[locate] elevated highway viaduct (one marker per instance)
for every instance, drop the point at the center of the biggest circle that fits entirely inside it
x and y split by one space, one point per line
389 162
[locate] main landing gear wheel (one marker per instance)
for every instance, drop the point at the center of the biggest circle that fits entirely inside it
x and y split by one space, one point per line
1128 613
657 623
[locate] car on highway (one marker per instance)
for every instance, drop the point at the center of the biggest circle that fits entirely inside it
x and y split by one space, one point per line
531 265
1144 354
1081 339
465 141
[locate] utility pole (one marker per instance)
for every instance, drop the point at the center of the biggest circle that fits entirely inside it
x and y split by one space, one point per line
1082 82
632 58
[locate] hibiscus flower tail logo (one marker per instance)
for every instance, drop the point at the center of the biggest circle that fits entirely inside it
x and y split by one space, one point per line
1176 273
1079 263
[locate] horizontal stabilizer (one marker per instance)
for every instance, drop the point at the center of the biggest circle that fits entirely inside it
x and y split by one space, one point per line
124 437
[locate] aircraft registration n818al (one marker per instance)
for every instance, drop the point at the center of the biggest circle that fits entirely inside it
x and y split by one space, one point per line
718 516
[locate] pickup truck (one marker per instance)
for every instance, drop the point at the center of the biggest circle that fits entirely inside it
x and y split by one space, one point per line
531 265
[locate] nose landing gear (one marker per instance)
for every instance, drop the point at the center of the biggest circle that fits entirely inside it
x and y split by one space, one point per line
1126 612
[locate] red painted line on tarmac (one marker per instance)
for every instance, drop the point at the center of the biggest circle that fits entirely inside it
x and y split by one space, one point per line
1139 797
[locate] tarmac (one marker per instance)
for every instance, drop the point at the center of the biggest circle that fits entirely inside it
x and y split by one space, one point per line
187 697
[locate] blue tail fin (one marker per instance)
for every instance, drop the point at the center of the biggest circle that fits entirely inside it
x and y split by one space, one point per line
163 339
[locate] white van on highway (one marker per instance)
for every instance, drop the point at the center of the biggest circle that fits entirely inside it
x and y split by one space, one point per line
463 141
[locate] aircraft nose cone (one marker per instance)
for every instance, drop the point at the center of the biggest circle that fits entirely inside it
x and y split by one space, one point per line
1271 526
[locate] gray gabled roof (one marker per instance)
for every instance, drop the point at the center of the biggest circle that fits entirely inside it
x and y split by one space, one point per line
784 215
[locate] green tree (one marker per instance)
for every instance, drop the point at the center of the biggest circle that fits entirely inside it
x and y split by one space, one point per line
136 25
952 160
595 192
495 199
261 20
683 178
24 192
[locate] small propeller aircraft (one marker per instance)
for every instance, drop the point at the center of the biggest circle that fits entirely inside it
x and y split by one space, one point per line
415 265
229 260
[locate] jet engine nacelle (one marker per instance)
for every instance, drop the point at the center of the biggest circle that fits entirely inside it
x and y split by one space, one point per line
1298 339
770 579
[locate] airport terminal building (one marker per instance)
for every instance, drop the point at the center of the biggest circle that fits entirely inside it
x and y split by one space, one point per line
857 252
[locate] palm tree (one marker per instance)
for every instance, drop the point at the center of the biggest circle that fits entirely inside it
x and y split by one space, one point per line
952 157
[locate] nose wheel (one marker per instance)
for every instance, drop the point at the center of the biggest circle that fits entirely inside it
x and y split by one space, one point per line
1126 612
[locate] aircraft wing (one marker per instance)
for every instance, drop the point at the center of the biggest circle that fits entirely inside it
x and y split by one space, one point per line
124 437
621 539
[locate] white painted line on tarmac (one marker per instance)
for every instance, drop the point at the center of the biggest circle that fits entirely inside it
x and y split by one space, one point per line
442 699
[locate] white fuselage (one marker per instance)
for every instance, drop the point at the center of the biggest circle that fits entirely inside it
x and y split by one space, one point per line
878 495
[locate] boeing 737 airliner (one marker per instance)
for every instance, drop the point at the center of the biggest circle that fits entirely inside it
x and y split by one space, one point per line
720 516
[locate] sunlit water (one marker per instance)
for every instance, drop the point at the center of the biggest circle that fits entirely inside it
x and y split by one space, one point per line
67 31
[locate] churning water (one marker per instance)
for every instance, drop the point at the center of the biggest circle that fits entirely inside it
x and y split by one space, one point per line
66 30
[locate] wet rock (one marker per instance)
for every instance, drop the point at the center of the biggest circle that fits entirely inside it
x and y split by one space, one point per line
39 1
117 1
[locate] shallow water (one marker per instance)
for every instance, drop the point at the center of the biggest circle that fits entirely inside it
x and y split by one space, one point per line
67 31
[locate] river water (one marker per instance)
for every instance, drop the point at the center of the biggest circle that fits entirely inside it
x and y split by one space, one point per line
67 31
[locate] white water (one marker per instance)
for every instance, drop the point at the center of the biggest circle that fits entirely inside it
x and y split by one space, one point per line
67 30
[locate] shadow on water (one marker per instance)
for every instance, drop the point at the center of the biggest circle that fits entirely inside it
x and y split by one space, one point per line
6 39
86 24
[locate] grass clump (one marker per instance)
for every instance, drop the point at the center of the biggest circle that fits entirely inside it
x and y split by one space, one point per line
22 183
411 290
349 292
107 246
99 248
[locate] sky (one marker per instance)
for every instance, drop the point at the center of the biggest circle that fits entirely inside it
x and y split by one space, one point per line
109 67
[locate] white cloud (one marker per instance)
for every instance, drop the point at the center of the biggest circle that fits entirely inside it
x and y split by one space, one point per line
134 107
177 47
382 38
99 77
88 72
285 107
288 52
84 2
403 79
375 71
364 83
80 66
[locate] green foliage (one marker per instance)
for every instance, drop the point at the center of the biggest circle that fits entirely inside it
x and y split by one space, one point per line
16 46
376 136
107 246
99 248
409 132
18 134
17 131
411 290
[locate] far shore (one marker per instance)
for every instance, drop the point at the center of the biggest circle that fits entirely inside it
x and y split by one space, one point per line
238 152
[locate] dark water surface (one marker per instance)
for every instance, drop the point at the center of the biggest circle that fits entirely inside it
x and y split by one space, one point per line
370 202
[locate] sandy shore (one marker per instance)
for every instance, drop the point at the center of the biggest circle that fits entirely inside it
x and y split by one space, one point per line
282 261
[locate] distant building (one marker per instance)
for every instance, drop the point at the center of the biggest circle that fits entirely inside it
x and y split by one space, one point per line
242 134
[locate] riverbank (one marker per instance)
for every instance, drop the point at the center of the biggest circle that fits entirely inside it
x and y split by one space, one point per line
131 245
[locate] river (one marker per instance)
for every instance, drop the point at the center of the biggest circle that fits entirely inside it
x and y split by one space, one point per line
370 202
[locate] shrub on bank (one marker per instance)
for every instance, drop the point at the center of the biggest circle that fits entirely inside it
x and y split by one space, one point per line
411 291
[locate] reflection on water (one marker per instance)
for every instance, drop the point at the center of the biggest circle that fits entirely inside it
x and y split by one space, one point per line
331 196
::::
◆ **What to produce**
Set out the complete listing exactly as shown.

◆ **The reply**
[locate] elevated highway viaduct (one marker per instance)
for every instance, drop the point at the center of the biggest circle that fits entirely inside it
x and y split by one space, one point per line
389 162
[locate] main landing gear wheel (one marker per instance)
for every instance, drop the point at the center of the biggest circle that fits entirely inside it
x and y split by one space, one point per line
1128 613
657 623
[locate] car on highway (one marker per instance)
for every instance, drop the point at the center of the biggest circle that fits entirely inside it
x and y split by one space, one point per line
531 265
1144 354
1081 339
465 141
[locate] utility pole (one marker per instance)
for every instance, drop the point at the center of the biggest circle that fits entirely inside it
x and y split by one space, one point per line
1082 82
632 58
[locate] hibiscus flower tail logo (one marker per instance)
for every instance, drop the point at the center of the biggest circle that fits entirely inside it
x and y split by one space, one point per line
1176 273
1079 263
[locate] horizontal stabilizer (one marker per instance)
for every instance, drop the point at the center of the biggest circle that fits entirely inside it
x and y split by one space, one point per line
124 437
[locate] aircraft registration n818al (one marker per instance)
for every instance, drop the point at the center of the biggest circle that fits entirely inside it
x and y split by one space, one point per line
718 516
[locate] pickup truck (one marker per instance)
for every instance, drop the point at the center of the biggest circle that fits entirely inside it
x and y split by one space, one point per line
531 265
[locate] nose landing gear (one marker per instance)
for every instance, drop the point at the center of the biggest circle that fits entirely inside it
x and y split by one space, one point per line
1126 612
[locate] red painted line on tarmac (one marker per instance)
for every instance, drop the point at the center of the biggest circle that fits entirely inside it
x and y split by one space, one point per line
1139 797
[locate] tarmac (one marker per instance)
for every instance, drop the point at the center of the biggest circle that fits entirely inside it
x and y split by one space, one point per line
187 697
[locate] blue tail fin (one marker per instance)
for every instance, drop the point at the center of the biggest circle that fits entirely inside it
x and y split by one space, one point per line
163 339
[locate] white van on highway (one marker per instance)
for every instance, drop the point at the center of the biggest circle that fits entirely inside it
x and y split by one space, one point per line
463 141
[locate] aircraft nose cone (one marker per instance)
for every instance, drop the point at the center of the biggest circle that fits entirely inside it
x and y split by one space, one point per line
1271 526
[locate] gray gabled roof (one marker per instance)
for every instance, drop the point at the center of the biggest circle that fits entirely inside it
x and y split by one space, one point per line
784 215
[locate] green tree (one marker per instance)
for every instance, drop the point at the center of the biggest circle that fits entirely inside it
x and y split by one space, one point per line
136 25
952 160
595 192
495 199
261 20
683 178
24 192
[locate] small propeller aircraft (one marker per instance)
for every instance, drop the point at the center of the biggest circle that fits entirely inside it
x and y split by one space, one point per line
415 265
229 260
[locate] jet engine nacelle (one marker per instance)
for every instance, drop the point at the center of the biggest circle that fits entirely inside it
x and y split by one space, one point per line
1298 339
770 579
[locate] airport terminal building (one marker per instance)
for every instance, drop the point at the center of the biggest circle that fits entirely inside it
x and y split by one space, one point per line
857 252
[locate] palm tree (one marker per instance)
for every instance, drop the point at the center of the biggest circle that fits entirely inside it
x and y split by one space, one point per line
952 157
[locate] nose wheel (one marker per instance)
for every instance, drop the point at the center of the biggest circle that fits entirely inside it
x and y split by one space, one point per line
1126 612
[locate] aircraft wing (one marker per instance)
for every instance, drop the point at the center of the biggest circle that fits entirely inside it
x and y split by one space, one point per line
124 437
621 539
[locate] white painted line on tarmac (one marker per instance)
for every instance, drop the point at the center of the biggest circle that fits entirely inside it
x and y split by one space, one point per line
442 699
[locate] white fuselage (one marker per instance)
for every instance, drop the point at the center of the biggest circle that fits entirely inside it
x and y split by one space, one point per line
878 495
[locate] boeing 737 airliner (one marker per instance)
for every instance, drop the point at the center of the biggest circle that fits entirely inside it
x and y split by one space, one point per line
720 516
[locate] sunlit water (one marker per instance)
for every instance, drop the point at the center of the biggest circle that fits entirely inside it
x and y split by one space, one point per line
67 31
[locate] churning water (one marker per instance)
for every instance, drop the point at the center of the biggest circle that fits entirely inside it
x and y split by one space, one point per line
66 30
[locate] wet rock (one marker per instance)
for every instance, drop the point at the center of the biggest circle that fits entirely inside it
x and y split by one space, one point per line
39 1
117 1
[locate] shallow water (one marker per instance)
for every instance, drop the point at the center of the biggest circle that fits entirely inside it
x and y split by one space, one point per line
67 31
[locate] river water (one marker per instance)
for every instance, drop the point at the center of the biggest circle that fits entirely inside it
x and y split by one space, one point per line
67 31
[locate] white water (one marker per instance)
for every instance, drop the point at the center of the biggest circle that fits entirely inside it
x and y split by one space, one point per line
67 30
[locate] shadow on water (one marker per instance)
for every instance, drop the point at the center of the biggest circle that fits entirely inside it
x and y split by one space, one point per line
6 39
86 24
[locate] grass clump (one marker per instance)
for every instance, drop the point at the center of the biggest circle that fits entirely inside it
x and y split by one space, one point per line
22 183
411 290
349 292
107 246
99 248
[locate] sky (one marker per instance)
for every instance, drop the point at the center of the biggest circle that fits entirely inside it
x and y split by one space, one point per line
109 67
[locate] white cloud (one marker per instance)
for every instance, drop the point at the center of the biggest circle that fits entirely inside it
x and y split by one space, one point per line
134 107
177 47
382 38
99 77
88 72
285 107
288 52
84 2
403 79
375 71
364 83
80 66
[locate] green foliage (one marker per instance)
for every instance, drop the point at the center of the biggest circle that fits entirely inside it
x and y split by one space, one point per line
16 46
376 136
107 246
99 248
409 132
18 134
17 131
411 290
[locate] far shore (one marker per instance)
for every instance, drop the point at the center of the biggest circle that fits entirely inside it
x and y split by one space, one point per line
238 152
[locate] dark water surface (one marker per instance)
for every instance, drop the point at the center of the biggest circle that fits entirely inside it
x and y split by one space, one point per line
370 202
[locate] sandy shore (one marker per instance)
for every instance, drop the point at the center of the biggest circle that fits entirely inside it
x and y split by one space, one point per line
282 261
[locate] distant building (one marker per instance)
for every instance, drop the point at the center of the biggest circle that fits entirely inside it
x and y split by one space, one point per line
242 134
[locate] riverbank (one marker per instance)
for every instance, drop the point at the center of the biggest circle that fits entirely inside it
x and y split by one space, one point per line
131 245
[locate] river (one marker per instance)
for every instance, drop the point at the center of the biggest circle that fits entirely inside it
x and y split by one space, one point per line
370 202
[locate] shrub on bank (one marker per instance)
for every instance, drop the point at the center of the biggest circle that fits entirely inside it
x and y split by one space, one point per line
411 291
[locate] reflection on water (one marker per instance)
for every instance, drop the point at the center of the biggest circle that fits entirely inside it
x and y split by one space, one point per line
331 196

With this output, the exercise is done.